PROBLEM REQUIREMENTS » The whole listing that follows, pictures excepted, should be printed again exactly as given.
============================================================
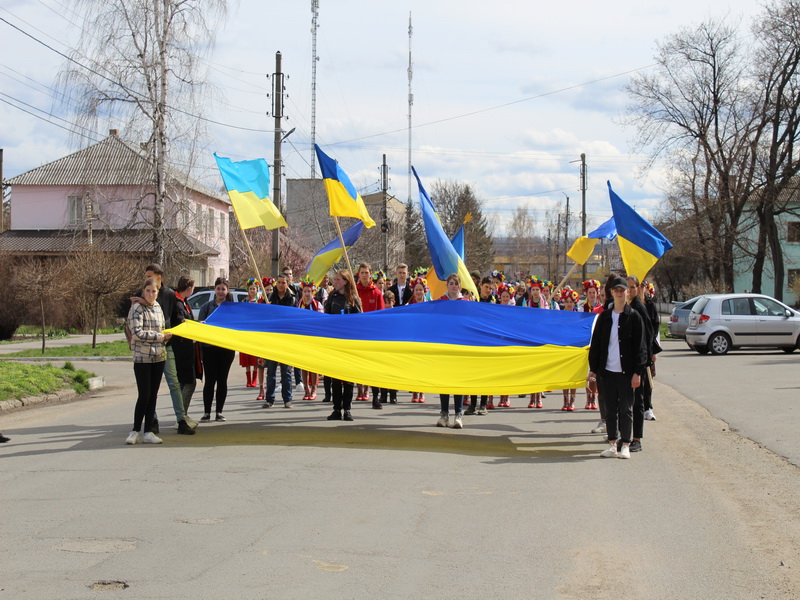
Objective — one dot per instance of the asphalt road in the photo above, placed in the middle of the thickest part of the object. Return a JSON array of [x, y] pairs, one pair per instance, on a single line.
[[283, 504]]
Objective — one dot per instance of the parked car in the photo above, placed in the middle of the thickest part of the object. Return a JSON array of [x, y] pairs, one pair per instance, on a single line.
[[203, 295], [679, 319], [722, 322]]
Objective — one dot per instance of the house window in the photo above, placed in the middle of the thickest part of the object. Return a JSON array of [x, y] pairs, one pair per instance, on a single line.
[[75, 210], [793, 234]]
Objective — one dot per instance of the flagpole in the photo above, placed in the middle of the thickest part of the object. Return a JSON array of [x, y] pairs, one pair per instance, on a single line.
[[344, 247], [563, 281]]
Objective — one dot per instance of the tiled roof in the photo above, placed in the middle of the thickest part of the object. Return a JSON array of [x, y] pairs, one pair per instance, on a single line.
[[112, 162], [130, 241]]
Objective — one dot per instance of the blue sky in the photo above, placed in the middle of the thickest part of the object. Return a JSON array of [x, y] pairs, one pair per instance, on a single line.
[[506, 94]]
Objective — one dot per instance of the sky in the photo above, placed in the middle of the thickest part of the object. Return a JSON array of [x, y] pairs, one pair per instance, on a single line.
[[507, 94]]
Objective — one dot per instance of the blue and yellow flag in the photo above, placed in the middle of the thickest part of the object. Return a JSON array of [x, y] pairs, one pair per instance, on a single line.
[[247, 182], [640, 244], [332, 253], [583, 247], [344, 200], [444, 256], [444, 346]]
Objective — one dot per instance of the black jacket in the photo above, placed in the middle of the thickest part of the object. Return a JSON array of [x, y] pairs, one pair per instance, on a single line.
[[337, 304], [407, 293], [632, 342]]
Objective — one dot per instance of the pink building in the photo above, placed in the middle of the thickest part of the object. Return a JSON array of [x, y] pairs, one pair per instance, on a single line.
============================================================
REPLY »
Objective — one dot per instance of the asphalt road in the photo above, placed in the middle of the thickest part of the object. Return a JSON array of [x, y] pairs, one pair per instance, on a single line.
[[283, 504]]
Objective — one dot per instance of the parked car in the photo above, placed in the middle of the thickest part of the object. Return a JSON array of [x, y] pairs, one pair per instance, on a single line.
[[203, 295], [679, 319], [722, 322]]
Objective — one dot per instance of the house window in the photo above, placed in the middle of the thickest part of the object. Return a JSON array of [x, y] pairs, one pair per instance, on a single line.
[[75, 210], [793, 234]]
Objective — one dot per instance of the flagpole in the photo above, placed in the middle of the thickest part of the object. Return a JSON array of [x, y] pairs, one pair per instance, on a single line.
[[344, 247], [563, 281]]
Objective — one dot per instance of the tiled roof in the photo above, placed in the middle of the thickest part of the object. Return a JSON array of [x, y] pairs, one pair per instance, on a single line.
[[112, 162], [130, 241]]
Objective — one dot per instance of the blue sky in the photo above, placed in the middle of the thickest part of the object. Return a JSON array of [x, y] pairs, one pair per instance, on a single line.
[[506, 94]]
Objective — one dot per instance of the sky in the photo above, placed in the middle of the thickest part of the object. Return a JSON array of [x, y] pairs, one pair per instance, on a single line.
[[507, 94]]
Objective — one dot per instance of the blue and yellow flag in the photo above, placed in the middle of the thickest part of the object. Return a JSON array of [x, y] pairs, one pair per instance, on a single line.
[[247, 182], [640, 244], [332, 253], [583, 247], [344, 200], [444, 256], [444, 346]]
Objective — one dot per instance of the black jacket in the photo above, placed in the middle of the thickest part of the object. Return a JSON array of [x, y] pairs, one pair per instance, on a single line.
[[337, 304], [407, 293], [632, 342]]
Objective — one dot per instance of the pink building in the photo above, placed in the middle of the thickest part of the object. Return a JSON array of [x, y] pairs, one pair per instance, on a single line.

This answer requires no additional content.